Data items

_ _ _ _ _ _ _

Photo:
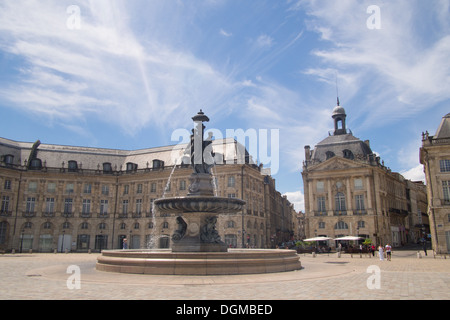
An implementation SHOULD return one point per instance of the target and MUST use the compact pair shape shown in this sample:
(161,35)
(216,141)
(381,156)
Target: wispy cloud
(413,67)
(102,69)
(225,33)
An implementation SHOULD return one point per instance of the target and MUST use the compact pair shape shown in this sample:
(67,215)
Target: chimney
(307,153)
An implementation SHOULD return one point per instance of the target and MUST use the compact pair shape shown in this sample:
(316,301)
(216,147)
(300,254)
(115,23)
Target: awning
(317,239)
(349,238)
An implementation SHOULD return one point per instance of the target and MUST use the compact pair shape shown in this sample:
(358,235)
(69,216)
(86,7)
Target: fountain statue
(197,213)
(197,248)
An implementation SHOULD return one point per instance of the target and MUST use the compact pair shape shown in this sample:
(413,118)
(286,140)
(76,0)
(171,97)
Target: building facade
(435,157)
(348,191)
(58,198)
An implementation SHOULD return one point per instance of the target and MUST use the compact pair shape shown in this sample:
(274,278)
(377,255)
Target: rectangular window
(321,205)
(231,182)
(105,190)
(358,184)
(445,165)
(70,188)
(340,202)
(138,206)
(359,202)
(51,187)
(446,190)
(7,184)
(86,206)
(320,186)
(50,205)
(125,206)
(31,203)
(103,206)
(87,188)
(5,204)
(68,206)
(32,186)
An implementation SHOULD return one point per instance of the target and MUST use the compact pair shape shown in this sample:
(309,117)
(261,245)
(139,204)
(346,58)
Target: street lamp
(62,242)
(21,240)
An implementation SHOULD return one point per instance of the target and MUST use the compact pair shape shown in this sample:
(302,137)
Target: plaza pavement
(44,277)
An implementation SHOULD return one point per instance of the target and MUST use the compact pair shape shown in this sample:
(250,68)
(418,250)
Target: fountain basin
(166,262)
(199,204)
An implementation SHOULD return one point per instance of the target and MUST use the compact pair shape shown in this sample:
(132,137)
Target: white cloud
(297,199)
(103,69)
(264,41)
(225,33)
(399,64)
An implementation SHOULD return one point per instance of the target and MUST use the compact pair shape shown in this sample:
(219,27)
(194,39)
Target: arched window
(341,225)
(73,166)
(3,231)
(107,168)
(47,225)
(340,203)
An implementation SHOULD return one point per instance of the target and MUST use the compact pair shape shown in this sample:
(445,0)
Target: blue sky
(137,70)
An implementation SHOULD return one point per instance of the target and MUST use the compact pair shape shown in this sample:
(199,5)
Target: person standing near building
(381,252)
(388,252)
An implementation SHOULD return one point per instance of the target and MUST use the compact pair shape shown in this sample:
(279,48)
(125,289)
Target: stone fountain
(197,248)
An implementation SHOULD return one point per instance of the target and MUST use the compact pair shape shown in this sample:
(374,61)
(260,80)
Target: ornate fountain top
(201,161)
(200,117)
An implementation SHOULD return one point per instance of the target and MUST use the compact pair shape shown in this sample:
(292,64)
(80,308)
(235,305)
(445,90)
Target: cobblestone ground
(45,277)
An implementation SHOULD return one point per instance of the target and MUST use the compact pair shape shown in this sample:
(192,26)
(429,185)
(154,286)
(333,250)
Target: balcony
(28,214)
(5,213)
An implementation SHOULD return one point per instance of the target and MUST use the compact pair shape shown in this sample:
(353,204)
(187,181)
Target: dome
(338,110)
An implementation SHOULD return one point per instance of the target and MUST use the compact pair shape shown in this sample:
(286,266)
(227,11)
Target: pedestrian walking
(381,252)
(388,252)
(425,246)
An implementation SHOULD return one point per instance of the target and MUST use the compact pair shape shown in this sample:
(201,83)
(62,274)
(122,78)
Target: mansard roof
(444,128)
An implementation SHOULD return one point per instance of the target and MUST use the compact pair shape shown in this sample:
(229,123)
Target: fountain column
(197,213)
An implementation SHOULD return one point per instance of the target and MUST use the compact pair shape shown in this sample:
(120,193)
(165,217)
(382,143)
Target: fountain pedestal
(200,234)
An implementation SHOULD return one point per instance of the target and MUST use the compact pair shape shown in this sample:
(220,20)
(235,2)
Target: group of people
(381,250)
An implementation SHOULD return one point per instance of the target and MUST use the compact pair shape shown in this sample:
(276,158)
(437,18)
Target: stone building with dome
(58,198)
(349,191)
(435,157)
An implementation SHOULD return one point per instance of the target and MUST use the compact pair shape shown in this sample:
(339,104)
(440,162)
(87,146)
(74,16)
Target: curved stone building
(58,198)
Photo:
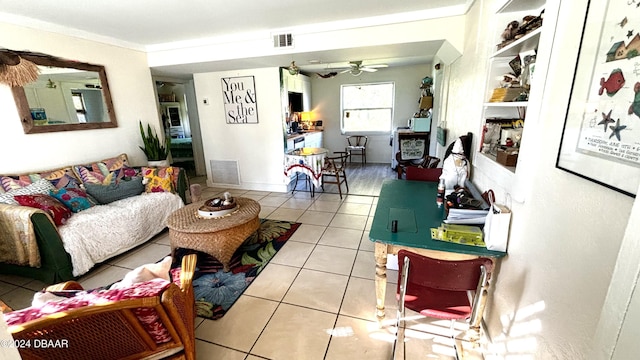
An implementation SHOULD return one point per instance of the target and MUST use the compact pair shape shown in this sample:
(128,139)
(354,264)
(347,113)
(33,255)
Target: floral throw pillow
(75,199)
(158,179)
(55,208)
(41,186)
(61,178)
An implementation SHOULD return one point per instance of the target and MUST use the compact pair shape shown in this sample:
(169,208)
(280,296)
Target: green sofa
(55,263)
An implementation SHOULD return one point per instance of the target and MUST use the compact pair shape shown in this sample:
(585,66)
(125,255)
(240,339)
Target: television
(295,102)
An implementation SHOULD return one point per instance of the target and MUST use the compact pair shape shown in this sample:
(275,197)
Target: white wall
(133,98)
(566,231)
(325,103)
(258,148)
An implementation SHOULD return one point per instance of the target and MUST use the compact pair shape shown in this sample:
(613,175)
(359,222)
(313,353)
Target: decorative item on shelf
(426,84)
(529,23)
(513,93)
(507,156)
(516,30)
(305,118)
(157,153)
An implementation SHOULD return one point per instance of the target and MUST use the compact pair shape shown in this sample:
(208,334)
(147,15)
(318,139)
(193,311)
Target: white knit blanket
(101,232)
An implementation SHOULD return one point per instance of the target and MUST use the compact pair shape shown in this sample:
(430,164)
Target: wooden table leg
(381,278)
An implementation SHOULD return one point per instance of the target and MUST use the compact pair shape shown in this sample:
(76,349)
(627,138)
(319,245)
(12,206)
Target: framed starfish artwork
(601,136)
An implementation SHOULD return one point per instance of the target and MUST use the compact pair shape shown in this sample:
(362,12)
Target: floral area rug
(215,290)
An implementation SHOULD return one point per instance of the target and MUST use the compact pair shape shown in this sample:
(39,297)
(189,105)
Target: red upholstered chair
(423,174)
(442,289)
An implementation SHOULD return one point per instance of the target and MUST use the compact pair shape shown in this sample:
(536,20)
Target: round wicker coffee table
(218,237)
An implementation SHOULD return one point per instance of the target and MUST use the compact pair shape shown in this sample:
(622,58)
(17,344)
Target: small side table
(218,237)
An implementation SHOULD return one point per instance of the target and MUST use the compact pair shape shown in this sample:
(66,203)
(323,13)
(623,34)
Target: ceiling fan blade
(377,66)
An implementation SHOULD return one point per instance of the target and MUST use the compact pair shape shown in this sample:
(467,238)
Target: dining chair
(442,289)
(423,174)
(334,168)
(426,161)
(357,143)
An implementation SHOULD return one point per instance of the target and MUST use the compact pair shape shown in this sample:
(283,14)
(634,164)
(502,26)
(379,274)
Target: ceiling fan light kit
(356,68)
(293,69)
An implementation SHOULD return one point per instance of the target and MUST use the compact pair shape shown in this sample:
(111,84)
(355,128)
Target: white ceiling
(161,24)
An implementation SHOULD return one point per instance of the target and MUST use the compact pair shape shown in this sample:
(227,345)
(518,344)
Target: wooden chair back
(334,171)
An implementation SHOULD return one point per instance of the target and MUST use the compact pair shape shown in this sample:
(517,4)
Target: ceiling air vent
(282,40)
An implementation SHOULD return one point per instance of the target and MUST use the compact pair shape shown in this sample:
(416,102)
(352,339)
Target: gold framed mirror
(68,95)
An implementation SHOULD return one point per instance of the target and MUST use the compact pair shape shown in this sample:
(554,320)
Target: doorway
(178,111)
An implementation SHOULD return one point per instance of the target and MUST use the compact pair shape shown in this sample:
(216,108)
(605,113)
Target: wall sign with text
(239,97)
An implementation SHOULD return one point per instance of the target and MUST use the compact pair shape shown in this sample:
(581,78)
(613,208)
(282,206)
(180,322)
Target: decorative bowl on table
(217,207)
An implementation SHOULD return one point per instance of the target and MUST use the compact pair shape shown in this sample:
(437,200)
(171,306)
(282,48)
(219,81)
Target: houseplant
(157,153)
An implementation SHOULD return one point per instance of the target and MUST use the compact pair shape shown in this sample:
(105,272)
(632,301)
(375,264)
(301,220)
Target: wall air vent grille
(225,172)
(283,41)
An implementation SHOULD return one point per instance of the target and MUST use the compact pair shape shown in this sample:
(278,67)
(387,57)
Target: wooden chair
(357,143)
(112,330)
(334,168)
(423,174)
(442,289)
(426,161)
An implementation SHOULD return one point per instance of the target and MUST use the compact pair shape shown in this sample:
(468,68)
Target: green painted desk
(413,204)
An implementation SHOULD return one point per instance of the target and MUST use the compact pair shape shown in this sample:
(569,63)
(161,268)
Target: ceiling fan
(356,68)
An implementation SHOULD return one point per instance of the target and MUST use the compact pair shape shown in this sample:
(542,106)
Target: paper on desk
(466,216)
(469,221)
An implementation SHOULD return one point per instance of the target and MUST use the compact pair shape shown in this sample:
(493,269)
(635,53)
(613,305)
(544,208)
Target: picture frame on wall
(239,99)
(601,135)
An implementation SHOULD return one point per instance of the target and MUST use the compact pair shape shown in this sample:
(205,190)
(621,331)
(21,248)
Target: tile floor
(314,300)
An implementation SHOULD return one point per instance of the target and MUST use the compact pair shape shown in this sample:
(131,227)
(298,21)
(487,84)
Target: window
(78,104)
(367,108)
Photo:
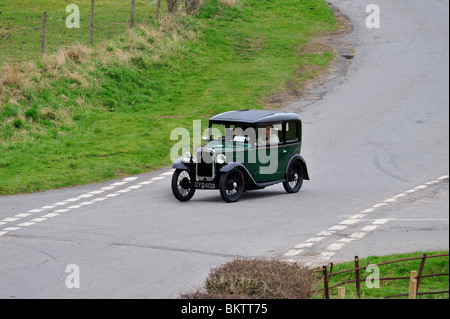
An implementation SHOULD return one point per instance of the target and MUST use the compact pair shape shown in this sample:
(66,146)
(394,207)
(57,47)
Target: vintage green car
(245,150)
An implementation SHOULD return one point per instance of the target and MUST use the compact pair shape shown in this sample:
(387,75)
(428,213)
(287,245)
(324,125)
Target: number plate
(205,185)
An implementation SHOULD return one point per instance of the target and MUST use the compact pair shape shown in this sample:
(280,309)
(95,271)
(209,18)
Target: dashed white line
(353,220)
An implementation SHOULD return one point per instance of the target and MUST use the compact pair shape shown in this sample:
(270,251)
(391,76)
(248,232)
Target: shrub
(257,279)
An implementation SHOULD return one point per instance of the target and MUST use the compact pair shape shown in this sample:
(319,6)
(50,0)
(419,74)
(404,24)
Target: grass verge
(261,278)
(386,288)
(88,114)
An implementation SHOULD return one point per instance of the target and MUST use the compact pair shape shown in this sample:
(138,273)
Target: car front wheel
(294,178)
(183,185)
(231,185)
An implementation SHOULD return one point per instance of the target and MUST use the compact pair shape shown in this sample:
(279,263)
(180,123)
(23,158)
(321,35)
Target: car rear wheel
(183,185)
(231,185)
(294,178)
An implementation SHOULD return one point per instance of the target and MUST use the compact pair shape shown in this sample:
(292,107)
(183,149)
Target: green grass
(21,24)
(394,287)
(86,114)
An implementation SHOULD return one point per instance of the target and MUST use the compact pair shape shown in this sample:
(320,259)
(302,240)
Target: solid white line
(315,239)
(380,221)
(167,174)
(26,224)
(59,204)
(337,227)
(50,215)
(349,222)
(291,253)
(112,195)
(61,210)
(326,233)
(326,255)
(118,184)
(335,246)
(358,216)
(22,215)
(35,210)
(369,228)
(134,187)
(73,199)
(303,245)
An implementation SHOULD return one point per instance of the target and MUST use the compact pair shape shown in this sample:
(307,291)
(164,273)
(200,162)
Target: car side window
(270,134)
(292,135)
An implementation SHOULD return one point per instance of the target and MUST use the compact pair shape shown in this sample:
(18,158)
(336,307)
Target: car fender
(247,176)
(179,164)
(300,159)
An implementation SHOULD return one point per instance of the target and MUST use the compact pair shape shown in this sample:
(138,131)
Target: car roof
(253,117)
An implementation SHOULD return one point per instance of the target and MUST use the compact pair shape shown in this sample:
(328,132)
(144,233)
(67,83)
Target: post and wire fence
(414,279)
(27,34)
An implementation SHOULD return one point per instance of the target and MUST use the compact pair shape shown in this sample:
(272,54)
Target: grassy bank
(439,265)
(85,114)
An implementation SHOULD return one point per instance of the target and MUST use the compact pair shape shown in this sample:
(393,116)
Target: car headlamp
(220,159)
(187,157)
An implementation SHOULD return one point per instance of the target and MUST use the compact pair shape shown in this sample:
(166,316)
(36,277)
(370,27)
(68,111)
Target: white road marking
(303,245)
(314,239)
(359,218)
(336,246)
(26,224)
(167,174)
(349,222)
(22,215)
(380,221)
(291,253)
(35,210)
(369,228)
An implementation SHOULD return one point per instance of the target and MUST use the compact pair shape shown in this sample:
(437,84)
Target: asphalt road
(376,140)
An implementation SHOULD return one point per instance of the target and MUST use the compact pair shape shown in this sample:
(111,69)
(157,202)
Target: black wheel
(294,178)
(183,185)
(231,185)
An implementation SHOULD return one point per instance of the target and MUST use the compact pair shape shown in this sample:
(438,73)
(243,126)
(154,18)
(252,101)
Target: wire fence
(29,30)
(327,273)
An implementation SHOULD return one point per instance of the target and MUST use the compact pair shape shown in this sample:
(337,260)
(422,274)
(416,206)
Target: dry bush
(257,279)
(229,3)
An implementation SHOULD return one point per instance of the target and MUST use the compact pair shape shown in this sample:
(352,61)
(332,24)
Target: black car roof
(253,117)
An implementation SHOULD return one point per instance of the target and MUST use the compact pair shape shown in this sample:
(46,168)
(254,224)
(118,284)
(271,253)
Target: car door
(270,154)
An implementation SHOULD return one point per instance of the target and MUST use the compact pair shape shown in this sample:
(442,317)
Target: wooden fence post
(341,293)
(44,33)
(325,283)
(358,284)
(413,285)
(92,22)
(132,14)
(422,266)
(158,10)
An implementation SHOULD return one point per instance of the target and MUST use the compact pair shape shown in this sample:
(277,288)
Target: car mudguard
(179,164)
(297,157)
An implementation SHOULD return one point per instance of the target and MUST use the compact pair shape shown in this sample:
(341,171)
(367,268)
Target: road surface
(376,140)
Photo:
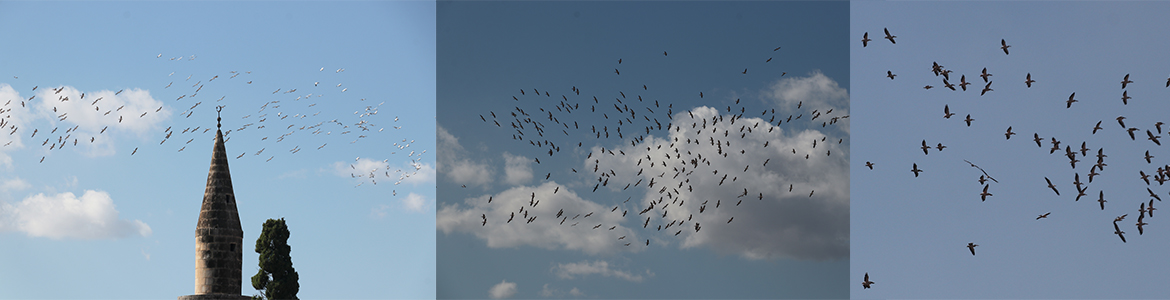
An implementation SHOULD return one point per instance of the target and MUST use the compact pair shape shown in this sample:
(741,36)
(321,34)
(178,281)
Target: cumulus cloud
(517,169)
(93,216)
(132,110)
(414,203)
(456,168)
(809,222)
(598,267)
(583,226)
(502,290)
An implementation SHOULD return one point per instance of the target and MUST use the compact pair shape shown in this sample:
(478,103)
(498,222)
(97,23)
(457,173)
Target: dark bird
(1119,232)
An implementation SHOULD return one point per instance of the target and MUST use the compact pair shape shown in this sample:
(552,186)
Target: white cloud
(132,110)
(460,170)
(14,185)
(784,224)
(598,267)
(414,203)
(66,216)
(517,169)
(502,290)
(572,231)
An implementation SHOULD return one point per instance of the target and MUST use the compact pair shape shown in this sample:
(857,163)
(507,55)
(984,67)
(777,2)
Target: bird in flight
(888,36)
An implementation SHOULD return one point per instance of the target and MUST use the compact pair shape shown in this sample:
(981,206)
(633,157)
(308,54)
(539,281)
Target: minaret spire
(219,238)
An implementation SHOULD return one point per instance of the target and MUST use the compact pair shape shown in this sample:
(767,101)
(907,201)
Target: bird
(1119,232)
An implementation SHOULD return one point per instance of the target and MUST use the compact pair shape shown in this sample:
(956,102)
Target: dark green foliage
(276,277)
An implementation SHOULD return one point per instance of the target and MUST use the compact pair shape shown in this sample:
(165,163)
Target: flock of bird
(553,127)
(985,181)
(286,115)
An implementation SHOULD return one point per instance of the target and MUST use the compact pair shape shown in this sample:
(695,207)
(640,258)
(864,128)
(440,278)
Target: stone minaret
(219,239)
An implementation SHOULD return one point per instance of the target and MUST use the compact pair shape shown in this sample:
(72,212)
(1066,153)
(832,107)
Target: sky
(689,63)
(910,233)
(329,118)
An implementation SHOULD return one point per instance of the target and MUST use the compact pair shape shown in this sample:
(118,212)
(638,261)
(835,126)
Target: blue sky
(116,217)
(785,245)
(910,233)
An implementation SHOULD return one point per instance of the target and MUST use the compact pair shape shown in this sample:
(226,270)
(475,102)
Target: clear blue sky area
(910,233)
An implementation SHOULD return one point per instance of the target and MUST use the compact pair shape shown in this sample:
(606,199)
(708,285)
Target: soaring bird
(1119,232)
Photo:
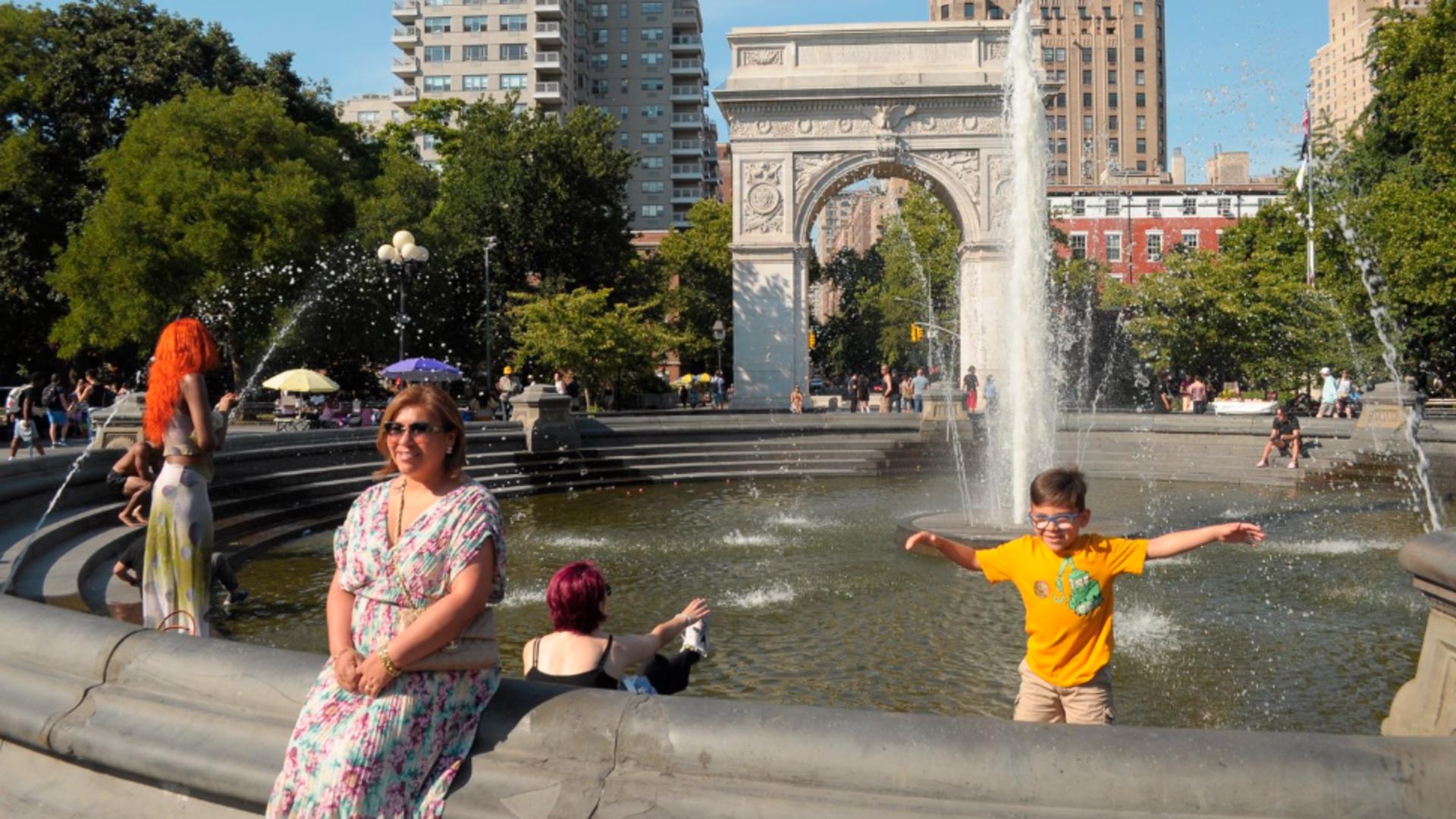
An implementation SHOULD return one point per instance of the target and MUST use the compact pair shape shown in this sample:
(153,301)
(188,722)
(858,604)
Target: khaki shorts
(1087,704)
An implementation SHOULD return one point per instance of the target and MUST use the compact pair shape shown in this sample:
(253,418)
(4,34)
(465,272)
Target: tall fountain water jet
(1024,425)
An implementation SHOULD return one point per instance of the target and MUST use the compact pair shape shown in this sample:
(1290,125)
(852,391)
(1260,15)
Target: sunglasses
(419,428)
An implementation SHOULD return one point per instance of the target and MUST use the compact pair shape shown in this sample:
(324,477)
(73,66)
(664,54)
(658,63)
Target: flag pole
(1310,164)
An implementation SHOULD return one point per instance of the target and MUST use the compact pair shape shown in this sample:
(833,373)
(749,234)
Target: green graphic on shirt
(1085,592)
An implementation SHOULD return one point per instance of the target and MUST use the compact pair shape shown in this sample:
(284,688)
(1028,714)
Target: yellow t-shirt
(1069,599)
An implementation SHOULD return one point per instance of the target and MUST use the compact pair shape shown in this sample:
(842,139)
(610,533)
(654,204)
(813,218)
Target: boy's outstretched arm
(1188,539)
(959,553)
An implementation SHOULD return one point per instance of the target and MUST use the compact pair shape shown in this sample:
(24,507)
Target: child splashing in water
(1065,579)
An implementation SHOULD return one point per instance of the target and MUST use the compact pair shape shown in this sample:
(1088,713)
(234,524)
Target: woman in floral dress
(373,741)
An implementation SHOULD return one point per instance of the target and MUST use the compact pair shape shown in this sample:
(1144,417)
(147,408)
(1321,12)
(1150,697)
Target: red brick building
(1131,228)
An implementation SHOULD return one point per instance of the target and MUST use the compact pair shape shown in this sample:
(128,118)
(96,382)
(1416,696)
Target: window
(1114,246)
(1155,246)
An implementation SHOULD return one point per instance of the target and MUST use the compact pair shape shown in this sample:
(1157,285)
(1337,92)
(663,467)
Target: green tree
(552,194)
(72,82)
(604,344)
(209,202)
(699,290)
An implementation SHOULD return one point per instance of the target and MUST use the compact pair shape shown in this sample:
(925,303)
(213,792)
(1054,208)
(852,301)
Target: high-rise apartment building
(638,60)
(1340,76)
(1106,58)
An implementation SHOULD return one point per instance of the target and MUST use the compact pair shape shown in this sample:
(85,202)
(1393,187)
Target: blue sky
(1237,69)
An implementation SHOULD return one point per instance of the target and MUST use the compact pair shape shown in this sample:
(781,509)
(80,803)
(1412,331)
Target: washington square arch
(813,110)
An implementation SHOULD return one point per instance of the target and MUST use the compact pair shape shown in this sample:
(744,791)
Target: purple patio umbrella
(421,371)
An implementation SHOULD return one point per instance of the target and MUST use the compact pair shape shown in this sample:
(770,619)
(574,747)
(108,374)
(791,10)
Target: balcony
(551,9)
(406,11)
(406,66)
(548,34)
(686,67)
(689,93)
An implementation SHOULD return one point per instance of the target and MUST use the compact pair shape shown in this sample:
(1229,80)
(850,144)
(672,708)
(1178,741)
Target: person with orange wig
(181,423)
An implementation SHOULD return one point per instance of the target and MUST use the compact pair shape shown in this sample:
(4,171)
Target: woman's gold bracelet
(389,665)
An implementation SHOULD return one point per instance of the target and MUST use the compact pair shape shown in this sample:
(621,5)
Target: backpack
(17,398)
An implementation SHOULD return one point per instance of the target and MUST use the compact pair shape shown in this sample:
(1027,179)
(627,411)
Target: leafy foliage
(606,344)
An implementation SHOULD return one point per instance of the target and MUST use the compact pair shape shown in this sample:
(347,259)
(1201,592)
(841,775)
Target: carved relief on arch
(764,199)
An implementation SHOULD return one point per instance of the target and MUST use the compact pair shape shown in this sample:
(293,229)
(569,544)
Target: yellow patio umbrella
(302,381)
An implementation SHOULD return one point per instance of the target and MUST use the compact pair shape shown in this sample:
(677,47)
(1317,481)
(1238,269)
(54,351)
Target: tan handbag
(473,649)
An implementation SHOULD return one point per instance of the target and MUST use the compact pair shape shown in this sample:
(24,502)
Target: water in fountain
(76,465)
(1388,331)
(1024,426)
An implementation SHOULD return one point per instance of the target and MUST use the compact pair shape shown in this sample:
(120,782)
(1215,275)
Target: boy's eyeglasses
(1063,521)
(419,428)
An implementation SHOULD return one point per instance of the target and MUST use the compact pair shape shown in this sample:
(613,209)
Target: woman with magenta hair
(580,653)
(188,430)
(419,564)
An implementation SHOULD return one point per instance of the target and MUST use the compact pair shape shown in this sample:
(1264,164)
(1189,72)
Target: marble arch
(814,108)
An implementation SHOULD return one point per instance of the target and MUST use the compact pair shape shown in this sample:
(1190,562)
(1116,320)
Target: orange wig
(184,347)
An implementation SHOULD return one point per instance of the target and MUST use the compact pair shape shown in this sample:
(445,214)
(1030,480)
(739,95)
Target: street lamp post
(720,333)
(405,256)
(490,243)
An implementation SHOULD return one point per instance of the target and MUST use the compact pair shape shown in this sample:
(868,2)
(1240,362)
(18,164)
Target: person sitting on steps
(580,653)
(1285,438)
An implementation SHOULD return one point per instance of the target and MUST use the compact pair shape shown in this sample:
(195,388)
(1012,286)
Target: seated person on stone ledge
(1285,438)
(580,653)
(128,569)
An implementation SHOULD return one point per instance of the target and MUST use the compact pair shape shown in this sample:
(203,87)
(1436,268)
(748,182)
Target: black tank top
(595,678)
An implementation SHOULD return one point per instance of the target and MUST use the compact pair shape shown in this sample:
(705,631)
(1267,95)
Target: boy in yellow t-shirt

_ _ _ _ _ _ _

What this task involves: Return every line of the material above that contains the word "dark".

Full response:
Target: dark bird
Target: dark green foliage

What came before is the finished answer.